- **GOAL OF THE EXERCISE**
Starting at the first entry below, repeat all the data word for word and drop the pictures.

*** INPUT DATA ***

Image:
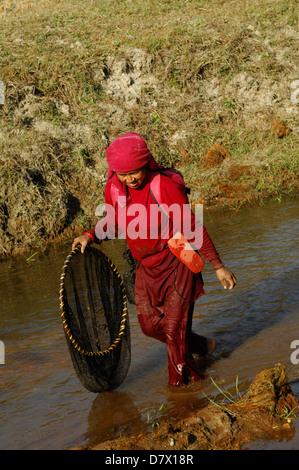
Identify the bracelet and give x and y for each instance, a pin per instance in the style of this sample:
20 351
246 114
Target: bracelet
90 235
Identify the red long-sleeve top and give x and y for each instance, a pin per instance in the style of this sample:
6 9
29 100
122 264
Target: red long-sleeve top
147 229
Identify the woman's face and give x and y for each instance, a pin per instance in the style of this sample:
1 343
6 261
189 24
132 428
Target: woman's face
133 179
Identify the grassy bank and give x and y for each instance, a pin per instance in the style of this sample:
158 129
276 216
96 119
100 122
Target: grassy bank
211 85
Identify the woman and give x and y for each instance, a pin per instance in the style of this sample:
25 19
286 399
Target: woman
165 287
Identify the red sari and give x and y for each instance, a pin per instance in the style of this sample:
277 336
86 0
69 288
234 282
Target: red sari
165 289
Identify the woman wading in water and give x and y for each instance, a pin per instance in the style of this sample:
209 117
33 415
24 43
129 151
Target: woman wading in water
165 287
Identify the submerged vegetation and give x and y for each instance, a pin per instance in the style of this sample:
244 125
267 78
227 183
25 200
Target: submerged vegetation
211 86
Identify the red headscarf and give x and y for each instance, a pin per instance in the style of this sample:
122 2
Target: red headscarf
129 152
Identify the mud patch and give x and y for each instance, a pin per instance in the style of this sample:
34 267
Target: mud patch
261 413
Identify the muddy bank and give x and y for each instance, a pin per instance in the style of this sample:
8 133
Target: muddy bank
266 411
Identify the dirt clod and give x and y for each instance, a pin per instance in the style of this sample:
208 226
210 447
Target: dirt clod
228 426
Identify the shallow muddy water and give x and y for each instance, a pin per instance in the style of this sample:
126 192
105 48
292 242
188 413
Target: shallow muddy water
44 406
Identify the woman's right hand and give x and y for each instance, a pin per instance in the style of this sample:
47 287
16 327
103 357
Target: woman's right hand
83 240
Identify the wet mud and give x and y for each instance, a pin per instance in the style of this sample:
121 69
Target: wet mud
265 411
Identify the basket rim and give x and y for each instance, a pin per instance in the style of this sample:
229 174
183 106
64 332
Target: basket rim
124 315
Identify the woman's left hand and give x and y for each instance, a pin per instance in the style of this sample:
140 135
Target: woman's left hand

*** End of INPUT DATA ***

- **THE COMPLETED TASK**
Image:
Identify the bracelet and give x and y for each instance, a pin per instance in the style of this sample:
20 351
246 114
Target: bracelet
90 235
Identify the red long-sleeve top and give x and y for each instance, a pin per instance in the style of this sample:
6 9
29 100
122 264
Target: red long-sleeve top
147 229
Identify the woman's face and give x and y for each instance, a pin per instance in the style of this sample:
1 343
6 261
189 24
132 428
Target: woman's face
133 179
Identify the grassy bank and give x and y for each instance, a pin per instance in the style of this sample:
158 129
276 216
96 119
100 122
Target: grassy bank
211 85
Identify the woman and give x and y for each instance, a pin per instance in the style of this sample:
25 19
286 399
Target: woman
165 287
Identify the red sari and give x and y for each instance, a pin per instance in the style of this sample:
277 336
86 0
69 288
234 282
Target: red sari
165 289
Identify the woman wading in water and give x and y for each instance, a pin per instance in the style of this sample:
209 117
33 415
24 43
129 151
Target: woman wading in water
165 287
Identify the submerged vegetation and give x and y for each instance, a pin per instance in the style of this sample:
244 125
267 78
227 183
25 200
Target: submerged vegetation
211 86
Identify the red headscarf and give x and y for each instance, a pin per instance in the style of this sample:
122 2
Target: red headscarf
129 152
Identify the mud patch and give x and y for each instance, a pin per instance in the style of this sample:
34 267
Target: mud patch
261 413
Identify the muddy bank and give x and y for each instance, a pin per instance in the style of this sample:
8 133
Target: muddy bank
266 411
Identify the dirt clod and give x and y for each instance, a pin per instance in the style of this sample:
208 226
210 447
Target: dirt clod
228 426
Identify the shallow muddy water and give x and y for each instance, a pin per instance in the style of this sample:
126 192
105 48
292 242
188 413
Target: shallow muddy water
44 406
Identify the woman's right hand and give x and y for each instance, a pin per instance in the style of this sample:
47 287
16 327
103 357
Target: woman's right hand
83 240
Identify the wet mud and give x and y for each instance, a pin per instance in the style of this sample:
121 69
Target: wet mud
265 411
Identify the basket rim and give x and y for each instance, a pin per instance in the style of this sample:
229 174
183 106
64 332
Target: basket rim
124 315
Identify the woman's left hand and give x and y for each instance, a pin per instance in the style of this sample:
140 135
Target: woman's left hand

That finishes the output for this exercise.